From the line that includes "Where can the beige" to the last line of the records, inclusive, repeat each line exactly.

-- Records for this exercise follows --

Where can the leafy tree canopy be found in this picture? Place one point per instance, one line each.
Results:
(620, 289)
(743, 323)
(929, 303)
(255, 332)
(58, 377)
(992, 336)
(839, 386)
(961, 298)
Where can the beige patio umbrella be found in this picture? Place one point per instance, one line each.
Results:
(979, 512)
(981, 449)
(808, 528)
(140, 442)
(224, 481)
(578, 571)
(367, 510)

-- Records for this exercise concluded --

The answer.
Where can the beige patio umbrella be found in this picture? Place one point per instance, one line each.
Results:
(979, 512)
(981, 449)
(808, 528)
(140, 442)
(224, 481)
(578, 571)
(367, 510)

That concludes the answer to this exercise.